RECORDS SHOWN:

"""

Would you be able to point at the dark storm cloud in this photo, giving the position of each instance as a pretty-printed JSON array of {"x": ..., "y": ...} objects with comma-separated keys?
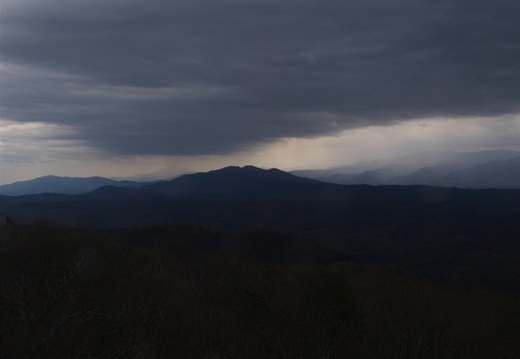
[{"x": 199, "y": 77}]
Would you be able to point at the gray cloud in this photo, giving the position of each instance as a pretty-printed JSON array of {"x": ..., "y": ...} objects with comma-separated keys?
[{"x": 208, "y": 77}]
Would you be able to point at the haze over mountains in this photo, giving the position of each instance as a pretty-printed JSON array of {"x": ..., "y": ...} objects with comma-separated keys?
[
  {"x": 445, "y": 233},
  {"x": 485, "y": 169}
]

"""

WHAT IS REQUIRED:
The output must consist solely of the lines from the one containing "Would you be able to point at the haze" through the end of the listing, unaltered.

EXERCISE OUTPUT:
Would you be able to point at the haze over mountains in this photo, giving the position of each instance as a pretty-printed JSON array of {"x": ..., "y": ...} objects with comma-separated keys?
[
  {"x": 445, "y": 233},
  {"x": 485, "y": 169}
]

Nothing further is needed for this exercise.